_A block of data_

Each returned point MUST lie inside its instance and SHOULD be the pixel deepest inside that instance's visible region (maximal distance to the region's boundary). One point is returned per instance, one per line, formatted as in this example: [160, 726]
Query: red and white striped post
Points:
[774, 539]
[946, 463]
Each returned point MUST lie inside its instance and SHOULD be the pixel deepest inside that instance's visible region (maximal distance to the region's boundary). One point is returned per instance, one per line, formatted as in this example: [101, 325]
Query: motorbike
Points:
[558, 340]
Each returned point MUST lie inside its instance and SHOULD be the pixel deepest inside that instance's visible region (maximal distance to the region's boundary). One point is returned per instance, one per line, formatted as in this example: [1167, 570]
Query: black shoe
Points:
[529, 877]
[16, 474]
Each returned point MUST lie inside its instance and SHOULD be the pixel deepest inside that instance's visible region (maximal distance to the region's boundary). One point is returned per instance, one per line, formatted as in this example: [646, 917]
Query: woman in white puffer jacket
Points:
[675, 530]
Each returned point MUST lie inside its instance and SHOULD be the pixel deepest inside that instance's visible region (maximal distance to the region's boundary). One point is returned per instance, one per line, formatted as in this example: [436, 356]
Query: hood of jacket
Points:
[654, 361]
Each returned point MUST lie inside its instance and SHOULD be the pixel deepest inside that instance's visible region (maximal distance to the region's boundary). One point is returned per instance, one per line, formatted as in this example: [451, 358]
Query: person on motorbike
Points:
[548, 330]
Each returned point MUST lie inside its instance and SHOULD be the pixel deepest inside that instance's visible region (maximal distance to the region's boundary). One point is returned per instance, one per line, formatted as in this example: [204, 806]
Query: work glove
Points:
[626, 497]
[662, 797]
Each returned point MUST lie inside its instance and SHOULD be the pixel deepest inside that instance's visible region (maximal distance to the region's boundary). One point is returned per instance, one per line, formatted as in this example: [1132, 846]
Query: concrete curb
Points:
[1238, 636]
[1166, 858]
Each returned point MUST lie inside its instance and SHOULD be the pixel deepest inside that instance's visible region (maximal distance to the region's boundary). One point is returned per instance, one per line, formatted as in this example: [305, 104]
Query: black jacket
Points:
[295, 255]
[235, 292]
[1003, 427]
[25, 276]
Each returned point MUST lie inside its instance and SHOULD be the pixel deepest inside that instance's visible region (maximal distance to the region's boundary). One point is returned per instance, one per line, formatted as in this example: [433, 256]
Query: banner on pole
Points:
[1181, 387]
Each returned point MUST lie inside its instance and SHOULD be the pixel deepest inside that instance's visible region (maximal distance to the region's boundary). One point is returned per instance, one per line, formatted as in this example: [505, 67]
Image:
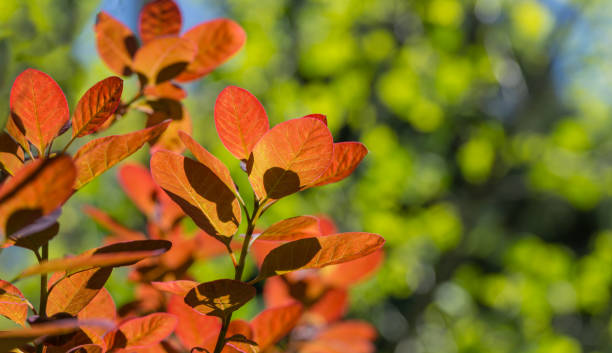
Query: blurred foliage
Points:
[488, 124]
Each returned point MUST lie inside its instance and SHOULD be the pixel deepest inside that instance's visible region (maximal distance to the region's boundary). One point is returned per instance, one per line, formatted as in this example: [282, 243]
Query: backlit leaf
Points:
[13, 304]
[99, 155]
[198, 191]
[162, 59]
[319, 252]
[292, 229]
[96, 106]
[271, 325]
[240, 120]
[216, 41]
[159, 18]
[39, 105]
[116, 44]
[36, 190]
[347, 156]
[220, 297]
[74, 292]
[290, 157]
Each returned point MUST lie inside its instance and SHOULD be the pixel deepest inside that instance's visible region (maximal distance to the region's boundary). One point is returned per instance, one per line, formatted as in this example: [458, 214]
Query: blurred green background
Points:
[489, 173]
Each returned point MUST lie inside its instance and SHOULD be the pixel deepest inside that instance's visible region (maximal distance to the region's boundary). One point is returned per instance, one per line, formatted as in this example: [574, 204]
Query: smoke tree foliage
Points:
[306, 266]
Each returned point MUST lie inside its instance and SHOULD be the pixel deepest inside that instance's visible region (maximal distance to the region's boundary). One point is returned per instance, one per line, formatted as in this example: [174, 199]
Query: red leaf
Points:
[319, 252]
[273, 324]
[144, 331]
[36, 190]
[159, 18]
[11, 155]
[240, 120]
[347, 156]
[74, 292]
[96, 106]
[290, 157]
[162, 59]
[292, 229]
[198, 191]
[116, 44]
[13, 304]
[220, 297]
[99, 155]
[217, 41]
[179, 287]
[39, 105]
[193, 329]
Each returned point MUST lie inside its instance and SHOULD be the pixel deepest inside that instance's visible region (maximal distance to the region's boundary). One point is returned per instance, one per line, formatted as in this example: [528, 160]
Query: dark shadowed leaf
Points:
[162, 59]
[290, 157]
[116, 44]
[13, 304]
[74, 292]
[96, 105]
[271, 325]
[319, 252]
[39, 105]
[216, 41]
[36, 190]
[159, 18]
[198, 191]
[220, 297]
[240, 120]
[99, 155]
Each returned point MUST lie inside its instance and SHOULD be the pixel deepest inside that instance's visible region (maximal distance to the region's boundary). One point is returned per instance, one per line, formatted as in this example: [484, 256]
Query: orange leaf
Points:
[193, 329]
[290, 157]
[319, 252]
[159, 18]
[292, 229]
[39, 105]
[240, 120]
[74, 292]
[116, 44]
[96, 106]
[13, 304]
[162, 59]
[217, 41]
[36, 190]
[11, 155]
[198, 191]
[273, 324]
[179, 287]
[347, 156]
[99, 155]
[144, 331]
[220, 297]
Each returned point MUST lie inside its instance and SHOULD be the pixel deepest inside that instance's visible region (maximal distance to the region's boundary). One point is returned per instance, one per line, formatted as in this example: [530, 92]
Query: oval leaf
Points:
[220, 297]
[96, 106]
[162, 59]
[159, 18]
[240, 120]
[319, 252]
[116, 44]
[271, 325]
[216, 41]
[99, 155]
[290, 157]
[36, 190]
[292, 229]
[39, 105]
[198, 191]
[74, 292]
[13, 304]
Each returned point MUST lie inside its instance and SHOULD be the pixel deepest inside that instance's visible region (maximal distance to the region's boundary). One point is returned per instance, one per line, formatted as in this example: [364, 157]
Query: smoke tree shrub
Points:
[305, 264]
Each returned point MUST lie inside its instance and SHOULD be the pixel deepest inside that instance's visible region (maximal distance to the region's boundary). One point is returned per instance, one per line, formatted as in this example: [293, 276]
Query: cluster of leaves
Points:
[76, 313]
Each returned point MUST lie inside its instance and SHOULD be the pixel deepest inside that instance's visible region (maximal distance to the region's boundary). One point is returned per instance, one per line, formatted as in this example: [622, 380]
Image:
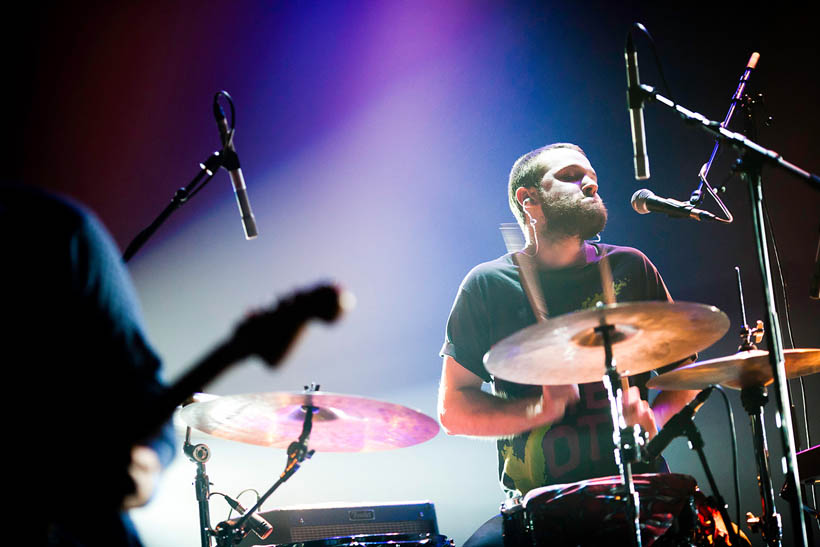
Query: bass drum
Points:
[674, 513]
[404, 540]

_Your objective_
Put every line of the rows above into a Markdown table with the columns Line No. and Content, numbering the lines in order and leaving out blank lines. Leave the pictures out of the table.

_Response to this task_
| Line No. | Content |
|---|---|
| 1 | Each returned point MUST lie inside its instance and SHOULD be the pixel deepest inside that instance's visible region (maximal distance to the region's boundary). One point is returned per instance, one per line, formatted as in this example: [160, 726] |
| 2 | Query: red and white striped post |
| 3 | Points: |
| 4 | [774, 539] |
| 5 | [946, 463] |
| 6 | Each returned point MUST lie inside its instance and SHOULD be the pixel deepest inside that instance's visible region (maximal distance to the region's boundary). One point is returned per instance, one per line, formatted as in this example: [101, 325] |
| 7 | Query: motorbike |
| 8 | Points: |
| 9 | [558, 340] |
| 10 | Each returned point MUST lie inside its instance and SHOULD be the pixel deepest inside that instance's visible region (maximal distance to the region's boundary). One point is returned per instance, one per line, formatted as in this example: [1167, 570] |
| 11 | Query: black shoe |
| 12 | Points: |
| 13 | [529, 877] |
| 14 | [16, 474] |
| 15 | Each returned point MUST lie inside its instance and SHOULD be the pixel deepest inside that instance's visible region (maximal distance to the region's boundary). One point is returned per instance, one per line, formatted as in this example: [646, 917] |
| 16 | Query: woman in white puffer jacket |
| 17 | Points: |
| 18 | [675, 530] |
| 19 | Each returned point MUST lie inside its instance and SHOULD be the pixel deepest inside that instance's visible region (maximal distance to the region's boundary). One point is returned per instance, one per line, formatted as in this example: [436, 356] |
| 20 | Query: hood of jacket |
| 21 | Points: |
| 22 | [654, 361] |
| 23 | Each returned point MUST lie inside its instance and SHOULD be the pixel deepest inside that instance's visible region (maximal distance to the region's boundary). One point is returned per instance, one per line, formatted as in this example: [451, 358] |
| 24 | Query: person on motorbike |
| 25 | Points: |
| 26 | [548, 330] |
| 27 | Each returned point MUST lie inside its instance and SHOULD be the pixel deepest inside that instance's visible region (maximal distance to the region's boundary). One point is returned per instance, one per line, formatted as in this example: [204, 806] |
| 28 | Query: work glove |
| 29 | Points: |
| 30 | [626, 497] |
| 31 | [662, 797] |
| 32 | Each returned point MUST lie inside its instance and SHOULD be the pixel deepest inside that instance's visible region (maximal distance to the region's boundary). One point is returned per instance, one per line, formatted as in this example: [1132, 846] |
| 33 | Query: concrete curb |
| 34 | Points: |
| 35 | [1238, 636] |
| 36 | [1166, 858] |
| 37 | Each returned point MUST lie inside its instance and SHOULD be the pixel deepest inside that instance's visible region (maximal distance to the region's boundary). One point is returned per instance, one per line, formatted as in this example: [305, 104] |
| 38 | Query: black jacket |
| 39 | Points: |
| 40 | [295, 255] |
| 41 | [235, 292] |
| 42 | [1003, 427] |
| 43 | [25, 276] |
| 44 | Each returned point MUST lie inside its instance and SHOULD be the pixel deepest inside that instance's visible region (maximal distance to the region's boundary). One point is returned per instance, one per line, formatted as in this example: [433, 256] |
| 45 | Query: banner on pole |
| 46 | Points: |
| 47 | [1181, 387] |
| 48 | Each returned point MUST lie inside its instance and SHOULD be the pixel deepest inside that instance's visible region (maximal distance to the region's boundary). One point is returned per instance, one per line, formatted as in this example: [505, 67] |
| 49 | Image: |
| 50 | Query: blurred foliage |
| 51 | Points: |
| 52 | [488, 124] |
| 53 | Each returned point MUST lie inside its instance and SHOULD be the pixel deepest inside that instance's visible region (maximal distance to the region's boundary). One point is returned per instance, one per line, formatted as in this example: [282, 243] |
| 54 | Query: backlit leaf |
| 55 | Points: |
| 56 | [13, 304] |
| 57 | [99, 155] |
| 58 | [198, 191] |
| 59 | [162, 59] |
| 60 | [319, 252] |
| 61 | [292, 229] |
| 62 | [96, 106] |
| 63 | [271, 325] |
| 64 | [240, 120] |
| 65 | [216, 41] |
| 66 | [159, 18] |
| 67 | [39, 105] |
| 68 | [116, 44] |
| 69 | [36, 190] |
| 70 | [347, 156] |
| 71 | [220, 297] |
| 72 | [74, 292] |
| 73 | [290, 157] |
| 74 | Each returned point MUST lie inside its instance and SHOULD be the pixel deepest inside that instance's visible region (maximal distance to the region's boundary). One point is returned per instance, one per line, formatted as in this example: [458, 214] |
| 75 | Query: blurred green background |
| 76 | Points: |
| 77 | [489, 173] |
| 78 | Each returned point MUST lie inside its instance and SHOULD be the pixel deepest inside that instance's visible region (maximal distance to the region's boundary). One point is returned per instance, one per line, formatted as in this example: [574, 204] |
| 79 | Query: smoke tree foliage |
| 80 | Points: |
| 81 | [306, 266] |
| 82 | Each returned point MUST lie inside its instance and SHOULD be the pixel deepest inside that instance's visible region (maximal distance to the region's boundary). One point is returned per instance, one per line, formatted as in this example: [174, 199] |
| 83 | Query: red leaf |
| 84 | Points: |
| 85 | [319, 252] |
| 86 | [273, 324] |
| 87 | [144, 331] |
| 88 | [36, 190] |
| 89 | [159, 18] |
| 90 | [11, 155] |
| 91 | [240, 120] |
| 92 | [347, 156] |
| 93 | [74, 292] |
| 94 | [96, 106] |
| 95 | [290, 157] |
| 96 | [162, 59] |
| 97 | [292, 229] |
| 98 | [198, 191] |
| 99 | [116, 44] |
| 100 | [13, 304] |
| 101 | [220, 297] |
| 102 | [99, 155] |
| 103 | [217, 41] |
| 104 | [179, 287] |
| 105 | [39, 105] |
| 106 | [193, 329] |
| 107 | Each returned point MUST lie inside its instance and SHOULD be the pixel deepest inside that instance's visible region (maximal distance to the region's boundary). One point is returned per instance, one per line, formatted as in this example: [528, 160] |
| 108 | Query: dark shadowed leaf |
| 109 | Points: |
| 110 | [162, 59] |
| 111 | [290, 157] |
| 112 | [116, 44] |
| 113 | [13, 304] |
| 114 | [74, 292] |
| 115 | [96, 105] |
| 116 | [271, 325] |
| 117 | [319, 252] |
| 118 | [39, 105] |
| 119 | [216, 41] |
| 120 | [36, 190] |
| 121 | [159, 18] |
| 122 | [198, 191] |
| 123 | [220, 297] |
| 124 | [240, 120] |
| 125 | [99, 155] |
| 126 | Each returned point MUST lie inside its instance and SHOULD be the pixel deepest inside that instance's visible region (maximal distance to the region's boundary). One point is returned per instance, one per line, formatted as in this example: [484, 256] |
| 127 | Query: orange leaf |
| 128 | Points: |
| 129 | [193, 329] |
| 130 | [290, 157] |
| 131 | [319, 252] |
| 132 | [159, 18] |
| 133 | [292, 229] |
| 134 | [39, 105] |
| 135 | [240, 120] |
| 136 | [74, 292] |
| 137 | [116, 44] |
| 138 | [96, 106] |
| 139 | [13, 304] |
| 140 | [162, 59] |
| 141 | [217, 41] |
| 142 | [36, 190] |
| 143 | [11, 155] |
| 144 | [198, 191] |
| 145 | [273, 324] |
| 146 | [179, 287] |
| 147 | [347, 156] |
| 148 | [99, 155] |
| 149 | [144, 331] |
| 150 | [220, 297] |
| 151 | Each returned point MUST lie inside its instance and SHOULD be the pixel deepest inside that instance's visible region (maximal distance to the region's boundary). One point is returned per instance, one per line, formatted as in this example: [530, 92] |
| 152 | Query: oval leaf |
| 153 | Points: |
| 154 | [220, 297] |
| 155 | [96, 106] |
| 156 | [162, 59] |
| 157 | [159, 18] |
| 158 | [240, 120] |
| 159 | [319, 252] |
| 160 | [116, 44] |
| 161 | [271, 325] |
| 162 | [216, 41] |
| 163 | [99, 155] |
| 164 | [290, 157] |
| 165 | [36, 190] |
| 166 | [292, 229] |
| 167 | [39, 105] |
| 168 | [198, 191] |
| 169 | [74, 292] |
| 170 | [13, 304] |
| 171 | Each returned point MUST lie inside its instance and SHOULD be the pixel deepest inside that instance's visible region (maximal distance to the region's boundary). One point is returned per instance, one per line, formatted as in this example: [364, 157] |
| 172 | Query: smoke tree shrub |
| 173 | Points: |
| 174 | [305, 264] |
| 175 | Each returned point MUST lie inside its instance and SHOULD be the pixel deepest inside that instance's visible region (maximal distance to the region's boundary). One point is returned per instance, one per line, formatted as in this example: [293, 276] |
| 176 | Query: cluster of leaves |
| 177 | Points: |
| 178 | [76, 313] |
| 179 | Each returned point MUST lie inside its instance and SHOULD be the pixel deepest inside that instance's visible region (maximal distance to the region's boundary). One point is returned per instance, one per line, formatted as in this example: [622, 380] |
| 180 | Image: |
| 181 | Query: bass drum |
| 182 | Points: |
| 183 | [674, 513] |
| 184 | [404, 540] |